SHORT PROBLEM
Rewrite the rows below, substituting "all instances" for each occurrence of "every instance" and keeping every other character unchanged.

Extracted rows
━━━━━━━━━━━━━━━━
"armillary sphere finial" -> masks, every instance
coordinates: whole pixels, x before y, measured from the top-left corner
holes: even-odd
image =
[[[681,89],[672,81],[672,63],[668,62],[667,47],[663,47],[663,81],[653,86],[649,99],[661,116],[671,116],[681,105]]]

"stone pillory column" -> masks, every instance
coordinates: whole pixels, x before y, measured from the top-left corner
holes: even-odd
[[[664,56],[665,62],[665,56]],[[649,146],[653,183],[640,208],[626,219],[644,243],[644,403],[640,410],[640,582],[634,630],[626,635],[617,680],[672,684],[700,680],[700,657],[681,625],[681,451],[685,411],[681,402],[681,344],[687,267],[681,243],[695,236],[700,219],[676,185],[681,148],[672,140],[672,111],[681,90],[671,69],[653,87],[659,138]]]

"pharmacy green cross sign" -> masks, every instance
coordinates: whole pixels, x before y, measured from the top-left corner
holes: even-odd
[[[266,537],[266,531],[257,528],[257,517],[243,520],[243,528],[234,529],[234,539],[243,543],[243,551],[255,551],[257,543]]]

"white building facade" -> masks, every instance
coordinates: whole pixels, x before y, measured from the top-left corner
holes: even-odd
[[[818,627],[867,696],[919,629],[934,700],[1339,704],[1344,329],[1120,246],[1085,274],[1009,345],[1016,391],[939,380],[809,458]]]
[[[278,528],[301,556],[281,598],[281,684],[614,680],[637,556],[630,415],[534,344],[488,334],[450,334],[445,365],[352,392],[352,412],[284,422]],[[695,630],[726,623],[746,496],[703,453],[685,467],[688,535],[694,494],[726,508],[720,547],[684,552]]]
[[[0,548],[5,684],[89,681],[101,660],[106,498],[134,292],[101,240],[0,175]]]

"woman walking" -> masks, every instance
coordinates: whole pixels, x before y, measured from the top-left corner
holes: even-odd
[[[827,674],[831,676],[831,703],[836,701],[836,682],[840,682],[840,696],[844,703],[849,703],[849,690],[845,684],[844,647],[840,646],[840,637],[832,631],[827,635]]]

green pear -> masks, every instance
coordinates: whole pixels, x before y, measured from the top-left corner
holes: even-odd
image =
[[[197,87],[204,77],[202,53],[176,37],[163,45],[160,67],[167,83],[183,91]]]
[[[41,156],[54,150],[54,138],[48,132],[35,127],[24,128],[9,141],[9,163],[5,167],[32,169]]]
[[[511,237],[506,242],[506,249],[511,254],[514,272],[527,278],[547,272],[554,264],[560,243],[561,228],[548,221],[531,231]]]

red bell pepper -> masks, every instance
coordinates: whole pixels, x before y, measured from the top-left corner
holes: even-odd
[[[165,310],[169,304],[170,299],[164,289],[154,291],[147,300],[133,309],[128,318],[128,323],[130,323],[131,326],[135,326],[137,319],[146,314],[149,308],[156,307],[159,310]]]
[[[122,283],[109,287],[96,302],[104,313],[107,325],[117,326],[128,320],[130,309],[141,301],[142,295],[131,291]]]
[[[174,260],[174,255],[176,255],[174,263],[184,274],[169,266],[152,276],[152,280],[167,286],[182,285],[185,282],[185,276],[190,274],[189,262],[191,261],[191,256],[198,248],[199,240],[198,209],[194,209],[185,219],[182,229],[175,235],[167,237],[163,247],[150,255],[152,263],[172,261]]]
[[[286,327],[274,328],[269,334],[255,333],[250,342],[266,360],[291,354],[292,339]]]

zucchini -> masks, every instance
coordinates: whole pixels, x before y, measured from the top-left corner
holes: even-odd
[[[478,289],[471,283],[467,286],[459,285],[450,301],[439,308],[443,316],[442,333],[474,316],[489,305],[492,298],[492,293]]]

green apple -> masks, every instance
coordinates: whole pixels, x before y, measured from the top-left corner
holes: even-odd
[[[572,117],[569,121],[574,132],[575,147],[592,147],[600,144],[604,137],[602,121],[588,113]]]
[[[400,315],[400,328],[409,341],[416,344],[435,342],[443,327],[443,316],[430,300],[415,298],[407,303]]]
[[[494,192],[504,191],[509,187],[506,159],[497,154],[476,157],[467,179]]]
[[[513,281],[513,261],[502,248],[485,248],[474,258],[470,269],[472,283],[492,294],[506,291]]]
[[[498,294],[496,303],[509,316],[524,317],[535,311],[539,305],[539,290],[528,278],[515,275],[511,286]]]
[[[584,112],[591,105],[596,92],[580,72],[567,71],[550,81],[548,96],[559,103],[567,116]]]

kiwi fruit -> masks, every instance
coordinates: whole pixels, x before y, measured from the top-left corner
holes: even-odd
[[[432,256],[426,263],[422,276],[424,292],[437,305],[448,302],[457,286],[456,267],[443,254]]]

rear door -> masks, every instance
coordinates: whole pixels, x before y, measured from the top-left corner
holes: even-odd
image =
━━━━━━━━━━━━━━━━
SOLUTION TO THE EXERCISE
"armillary sphere finial" -> masks, all instances
coordinates: whole pixels, x before y, measured from the top-left corner
holes: even-odd
image =
[[[681,89],[672,81],[672,63],[668,62],[667,47],[663,47],[663,81],[653,86],[649,99],[661,116],[671,116],[681,105]]]

"stone pillory column" -> masks, all instances
coordinates: whole pixels, x before y, measured from the top-left corner
holes: even-odd
[[[664,56],[665,62],[665,56]],[[649,146],[653,183],[640,208],[626,219],[644,243],[644,403],[640,410],[640,582],[634,630],[626,635],[617,680],[672,684],[700,680],[700,657],[681,625],[681,451],[685,411],[681,402],[681,344],[687,267],[681,243],[695,236],[700,219],[676,185],[681,148],[672,140],[672,111],[681,90],[671,69],[653,87],[659,138]]]

"pharmacy green cross sign" -> masks, all instances
coordinates: whole pixels, x before y, measured from the top-left corner
holes: even-odd
[[[266,537],[266,531],[257,528],[257,517],[243,520],[243,528],[234,529],[234,539],[243,543],[243,551],[255,551],[257,543]]]

"white building facade" -> masks, all instances
coordinates: whole pixels, x before y, measured from the top-left corner
holes: even-odd
[[[818,627],[867,696],[919,629],[934,700],[1339,704],[1344,329],[1120,246],[1085,274],[1009,345],[1016,391],[939,380],[809,458]]]
[[[278,528],[301,556],[281,598],[281,684],[614,680],[637,556],[630,415],[534,344],[488,334],[450,334],[445,365],[352,392],[352,412],[284,422]],[[695,630],[726,623],[746,496],[703,453],[685,467],[688,535],[694,494],[726,508],[720,547],[684,552]]]
[[[0,548],[5,684],[89,681],[101,660],[106,498],[134,292],[101,240],[0,175]]]

"woman walking" -> masks, all instances
coordinates: whole pixels, x before y, measured from the top-left corner
holes: even-odd
[[[827,674],[831,676],[831,703],[836,701],[836,682],[840,682],[840,696],[844,703],[849,703],[849,690],[845,684],[844,647],[840,646],[840,637],[832,631],[827,635]]]

green pear -> masks, all instances
coordinates: whole pixels, x before y, measured from the top-left corner
holes: even-odd
image =
[[[197,87],[204,77],[202,53],[176,37],[163,45],[160,67],[167,83],[183,91]]]
[[[41,156],[54,150],[54,138],[48,132],[35,127],[24,128],[9,141],[9,163],[5,167],[32,169]]]
[[[511,237],[506,242],[506,249],[511,254],[514,272],[527,278],[547,272],[554,264],[560,243],[561,228],[548,221],[531,231]]]

red bell pepper -> masks, all instances
coordinates: whole pixels, x before y, measured from the top-left corner
holes: even-odd
[[[165,310],[169,304],[170,299],[164,289],[154,291],[147,300],[133,309],[128,318],[128,323],[130,323],[131,326],[135,326],[137,319],[146,314],[149,308],[156,307],[159,310]]]
[[[122,283],[109,287],[96,302],[104,313],[107,325],[117,326],[128,320],[130,309],[141,301],[142,295],[131,291]]]
[[[174,260],[174,255],[176,255],[174,263],[184,274],[169,266],[152,276],[152,280],[167,286],[182,285],[185,282],[185,276],[190,274],[189,262],[191,261],[191,256],[198,248],[199,240],[198,209],[194,209],[185,219],[182,229],[175,235],[167,237],[163,247],[150,255],[152,263],[172,261]]]
[[[286,327],[274,328],[269,334],[255,333],[250,342],[266,360],[291,354],[292,339]]]

zucchini -> masks, all instances
coordinates: whole pixels, x before y, measured from the top-left corner
holes: even-odd
[[[478,289],[471,283],[467,286],[459,285],[450,301],[439,308],[443,316],[442,333],[474,316],[489,305],[492,298],[492,293]]]

green apple -> masks, all instances
coordinates: whole pixels, x before y, measured from the top-left corner
holes: even-odd
[[[572,117],[569,121],[574,132],[575,147],[592,147],[600,144],[604,137],[602,121],[588,113]]]
[[[400,315],[400,328],[409,341],[416,344],[435,342],[443,327],[443,316],[430,300],[415,298],[407,303]]]
[[[494,192],[504,191],[509,187],[506,159],[497,154],[476,157],[467,179]]]
[[[513,281],[513,261],[502,248],[485,248],[474,258],[470,269],[472,283],[492,294],[506,291]]]
[[[498,294],[496,303],[509,316],[524,317],[535,311],[539,305],[539,290],[528,278],[515,275],[511,286]]]
[[[584,112],[591,105],[596,92],[580,72],[567,71],[550,81],[548,96],[559,103],[567,116]]]

kiwi fruit -> masks, all instances
coordinates: whole pixels, x before y, measured from the top-left corner
holes: even-odd
[[[432,256],[426,263],[422,276],[424,292],[437,305],[448,302],[457,286],[456,267],[443,254]]]

rear door -> masks, all instances
coordinates: whole pixels, x before y, measured from the top-left corner
holes: even-odd
image =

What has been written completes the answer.